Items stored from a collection

begin

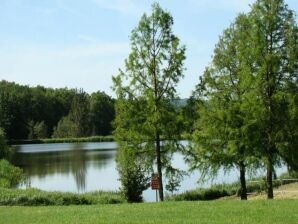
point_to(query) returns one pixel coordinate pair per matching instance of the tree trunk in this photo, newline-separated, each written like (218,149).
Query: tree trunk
(269,177)
(243,189)
(159,169)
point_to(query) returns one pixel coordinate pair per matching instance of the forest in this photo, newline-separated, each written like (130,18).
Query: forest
(243,113)
(39,112)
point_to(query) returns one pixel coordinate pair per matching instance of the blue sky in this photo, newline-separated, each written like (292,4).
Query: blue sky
(82,43)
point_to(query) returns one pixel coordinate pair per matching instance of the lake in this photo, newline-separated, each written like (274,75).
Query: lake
(85,167)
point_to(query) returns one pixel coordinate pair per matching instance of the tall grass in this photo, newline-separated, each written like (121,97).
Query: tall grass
(35,197)
(255,185)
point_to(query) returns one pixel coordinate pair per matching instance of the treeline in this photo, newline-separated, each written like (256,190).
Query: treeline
(39,112)
(243,113)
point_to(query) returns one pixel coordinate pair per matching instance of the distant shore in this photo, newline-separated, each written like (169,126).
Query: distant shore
(108,138)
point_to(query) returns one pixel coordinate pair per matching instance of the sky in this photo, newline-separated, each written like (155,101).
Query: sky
(82,43)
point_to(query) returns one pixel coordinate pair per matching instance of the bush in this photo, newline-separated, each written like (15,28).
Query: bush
(10,175)
(35,197)
(133,174)
(5,151)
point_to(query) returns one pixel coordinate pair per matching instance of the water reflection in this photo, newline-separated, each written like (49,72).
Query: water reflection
(74,160)
(88,167)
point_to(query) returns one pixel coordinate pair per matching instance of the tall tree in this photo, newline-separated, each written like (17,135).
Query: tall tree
(273,45)
(144,113)
(223,132)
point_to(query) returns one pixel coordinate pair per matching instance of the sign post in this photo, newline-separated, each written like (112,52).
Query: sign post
(155,184)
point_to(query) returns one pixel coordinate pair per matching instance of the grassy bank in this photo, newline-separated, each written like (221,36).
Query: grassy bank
(223,212)
(255,186)
(35,197)
(63,140)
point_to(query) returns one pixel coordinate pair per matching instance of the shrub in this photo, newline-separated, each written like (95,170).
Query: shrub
(10,175)
(35,197)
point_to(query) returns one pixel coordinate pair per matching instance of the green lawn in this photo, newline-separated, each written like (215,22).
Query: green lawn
(250,212)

end

→ Directive: Reproduce each of the records above word for word, but leave the pictures out.

→ Output for this task:
point_to(query) returns one pixel coordinate pair per matching instance of the tree trunk in this photo, newline-separated, each written like (218,149).
Query: tree trunk
(269,177)
(243,189)
(159,169)
point_to(query) returns one pixel coordinate pair per matching instance of the forest in this photo, newline-separated, each written like (130,18).
Query: forest
(243,113)
(39,112)
point_to(query) returns one pixel coordinate pair per matching instance of the blue sky in this photo, newline-separated, each written like (292,4).
Query: blue sky
(82,43)
point_to(query) returns one pixel coordinate pair per matching instance of the lake in this photo, newline-separated, each written like (274,75).
Query: lake
(85,167)
point_to(query) returns one pixel coordinate pair per matching instance of the tall grass in this photo, newline-separated, each written like (121,97).
Query: tall grass
(35,197)
(255,185)
point_to(query) returns one pixel coordinate pair per matching instance of the treeline in this photo, newline-separated, each written like (256,190).
Query: treeline
(39,112)
(243,113)
point_to(query) returns one pixel coordinate pair per matching instance of the distant shore in this photo, newline-separated, each written like (169,126).
Query: distant shore
(108,138)
point_to(query) returns one pixel coordinate pair per matching instance of the sky in this photo, newline-separated, each written like (155,101).
Query: sky
(82,43)
point_to(query) returns one pixel coordinate pair per matching instance of the bush in this photo, newline-separated, each written like (15,28).
Query: bush
(10,175)
(35,197)
(133,174)
(5,151)
point_to(query) returns one pixel coordinate pair per matching instance of the water reflection in this photo, newline-separated, each written like (49,72).
Query: water reflection
(74,160)
(88,167)
point_to(query) returns one pixel coordinate pair per matching instance of the tall tree in this photo, newline-separated, each written like (17,135).
Query: tall tree
(273,45)
(144,113)
(223,132)
point_to(query) returns one pixel coordinate pair per matching instance of the sign post in this photo, newline-separated, each written like (112,52).
Query: sign post
(155,184)
point_to(query) returns one pixel coordinate pair per matching instance of the grassy bank in this photo, newline-separated, each written like (221,36).
Query: grassy bank
(223,212)
(255,186)
(35,197)
(63,140)
point_to(query) returns one pixel coordinate pair per matching instance of the shrub in this photo, newline-separated, each written like (95,170).
Query: shrub
(10,175)
(35,197)
point_to(query) returns one pixel coordinate pair per matching instance of the green lawn in this photo, newline-separated, each written like (215,22).
Query: green lawn
(250,212)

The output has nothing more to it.